- [EXERCISE DETAILS]: Reproduce verbatim every line from the one that includes "Task: point to every instance of the white" to the closing line of the entries; omit everything before it.

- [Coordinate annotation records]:
►

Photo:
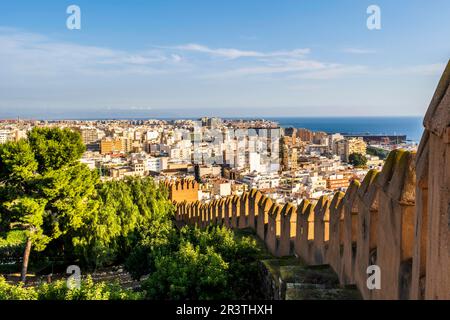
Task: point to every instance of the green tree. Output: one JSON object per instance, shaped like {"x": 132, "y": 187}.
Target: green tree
{"x": 357, "y": 159}
{"x": 28, "y": 214}
{"x": 43, "y": 187}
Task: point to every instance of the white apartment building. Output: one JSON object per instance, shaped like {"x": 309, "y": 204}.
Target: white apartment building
{"x": 262, "y": 181}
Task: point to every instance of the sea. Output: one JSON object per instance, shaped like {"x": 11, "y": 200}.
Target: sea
{"x": 410, "y": 126}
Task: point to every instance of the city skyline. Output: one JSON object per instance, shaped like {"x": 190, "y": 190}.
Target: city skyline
{"x": 230, "y": 59}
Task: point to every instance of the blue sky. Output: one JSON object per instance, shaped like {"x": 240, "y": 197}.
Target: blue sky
{"x": 226, "y": 58}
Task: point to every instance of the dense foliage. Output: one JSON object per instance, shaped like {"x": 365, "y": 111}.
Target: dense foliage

◄

- [RESULT]:
Task: point to every instance of the white apartment building. Output: one JSON object per instance, shaped like {"x": 309, "y": 204}.
Target: white apartment building
{"x": 262, "y": 181}
Task: point to every instance of the sea. Output: one JSON object per instance, shaped like {"x": 11, "y": 200}.
Target: sea
{"x": 410, "y": 126}
Task: point to every instance of the city skyline. Output: one JSON object per instance, shaped like {"x": 190, "y": 190}.
Target: city skyline
{"x": 230, "y": 59}
Task: point to every instance of the blue sky. Output: one JSON object per instance, shaped like {"x": 240, "y": 197}.
Target: blue sky
{"x": 226, "y": 58}
Task: point to every instance of the dense foliage. Output: one JSON object per instance, shaped like {"x": 365, "y": 111}.
Target: dense foliage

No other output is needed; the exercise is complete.